### Required work
Write the records out again, keeping each line exactly as it is.

(Data items)
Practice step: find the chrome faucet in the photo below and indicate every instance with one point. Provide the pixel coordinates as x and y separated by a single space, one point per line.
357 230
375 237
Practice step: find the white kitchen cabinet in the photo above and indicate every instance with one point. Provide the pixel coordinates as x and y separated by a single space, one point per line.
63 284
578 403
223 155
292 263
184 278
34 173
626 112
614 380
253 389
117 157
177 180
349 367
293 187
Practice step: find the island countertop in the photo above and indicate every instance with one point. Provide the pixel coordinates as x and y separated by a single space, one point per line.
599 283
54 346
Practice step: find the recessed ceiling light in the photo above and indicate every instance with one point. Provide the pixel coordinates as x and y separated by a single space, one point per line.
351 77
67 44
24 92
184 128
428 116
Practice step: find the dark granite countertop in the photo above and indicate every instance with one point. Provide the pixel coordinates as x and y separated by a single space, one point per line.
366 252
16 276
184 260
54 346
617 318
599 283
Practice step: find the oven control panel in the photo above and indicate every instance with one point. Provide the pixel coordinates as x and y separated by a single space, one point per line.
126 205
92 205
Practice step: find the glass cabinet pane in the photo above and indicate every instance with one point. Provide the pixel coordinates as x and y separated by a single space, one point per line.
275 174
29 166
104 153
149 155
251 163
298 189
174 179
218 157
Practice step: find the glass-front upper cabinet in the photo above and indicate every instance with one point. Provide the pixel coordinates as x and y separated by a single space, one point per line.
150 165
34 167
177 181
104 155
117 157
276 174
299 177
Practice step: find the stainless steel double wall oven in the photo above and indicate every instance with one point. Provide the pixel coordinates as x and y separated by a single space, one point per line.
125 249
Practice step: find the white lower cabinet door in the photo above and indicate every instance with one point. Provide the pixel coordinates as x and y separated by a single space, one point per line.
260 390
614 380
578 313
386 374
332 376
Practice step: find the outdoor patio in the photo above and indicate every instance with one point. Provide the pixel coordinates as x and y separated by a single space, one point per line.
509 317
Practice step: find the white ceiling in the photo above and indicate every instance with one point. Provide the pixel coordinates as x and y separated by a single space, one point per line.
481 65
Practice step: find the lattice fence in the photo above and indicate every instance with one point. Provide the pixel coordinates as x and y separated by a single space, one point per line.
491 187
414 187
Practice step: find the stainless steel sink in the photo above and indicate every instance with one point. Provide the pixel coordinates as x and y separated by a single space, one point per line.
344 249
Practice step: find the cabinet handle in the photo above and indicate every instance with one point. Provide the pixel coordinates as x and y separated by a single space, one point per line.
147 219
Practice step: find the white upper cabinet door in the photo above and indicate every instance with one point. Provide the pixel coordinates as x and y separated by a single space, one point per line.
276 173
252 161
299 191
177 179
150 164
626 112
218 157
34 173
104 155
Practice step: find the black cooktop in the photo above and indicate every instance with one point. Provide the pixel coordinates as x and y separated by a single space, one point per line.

### Answer space
Practice step: find the chrome faucet in the photo below and indicate every instance with one point. Provide the pixel coordinates as x and y separated by a single space, one point per line.
357 230
375 237
Practice step: find the white kitchen cabinet in the photo above and indicate every instance with one point. Provide the pixel coordinates as x and y separated by a single space, one point per line.
63 284
578 403
223 155
292 263
184 278
34 173
626 112
614 380
253 389
117 157
177 180
349 367
293 187
Practice step: find the island countertop in the photo above and indicate every instance with one point. Provide the pixel coordinates as x and y separated by a single space, one point per line.
599 283
54 346
Practice step: find the recessed ceiling light in the photo above and indicate every instance with one point. Provide the pixel coordinates as x and y separated by a single space, one point per line.
351 77
67 44
24 92
184 128
428 116
Practice step: find the dark granite countertop in the photo above and indicate every instance with one point. Provide the pixel coordinates as x and y separated by a single space, one point per line.
366 252
16 276
184 260
54 346
617 318
599 283
Practice step: find the oven control panel in the photo above and indicate every instance with one point. Provide the pixel coordinates as x and y separated by a single space, one point per line.
126 205
92 205
Practice step: find the glass cabinet pane in the photo above and indicate every instance with one point. Provide the pixel coordinates as x and y separated by a single space, one point per line.
275 174
29 166
104 153
149 155
251 163
298 189
174 179
218 157
Practice step: find the glass-front upper cabinet in the photo above and indicate every instance with one point. Provide the pixel coordinates as x and y separated by a single space, one point per line.
150 165
34 167
177 181
104 155
117 157
276 174
299 177
Practice step: find the stainless steel double wall oven in the photo above and indicate every instance with one point. Provide the pixel coordinates as x and y separated by a single space, one point per line.
125 249
Practice step: find the white lower cabinet door in the photo above and indicate every instance with one point. Provide the pixel coordinates as x and y separated by a single space, one point per line.
260 390
614 380
578 313
386 374
332 376
Practice step: find the outdoor patio in the photo above and indicate every instance with one point. Provide the pixel coordinates as x and y separated by a single space, one point per line.
509 317
Practice step: find the white ceiling in the photo above and indicate every instance with one point. Provide the pixel coordinates as x and y separated by a single space, one point per line.
481 65
Practice step: find the lattice fence in the photo above and indicate every instance with one point. Provide the pixel coordinates as x and y separated by a single space, one point per line.
491 187
414 187
Practice step: find the stainless steel sink in the photo above and indicate every instance with one point. Provide the pixel coordinates as x and y separated by a single space, one point per line.
344 249
Practice step: find the cabinet handle in the photo above and indicate every instance with one point. Provide the pixel coordinates as x and y separated by a single space, one point per line.
147 219
Practice step: find the white upper cabinet door in the photo above and indicate every instance with one point. Provide the pixel coordinates as x and y separated by a single space, one point per line.
276 173
252 161
299 191
177 179
150 164
626 112
218 157
34 173
104 155
Practice step: find the black cooktop in the photo above and indicate every instance with one point. Provide the pixel coordinates as x and y separated by a single space, one point per line.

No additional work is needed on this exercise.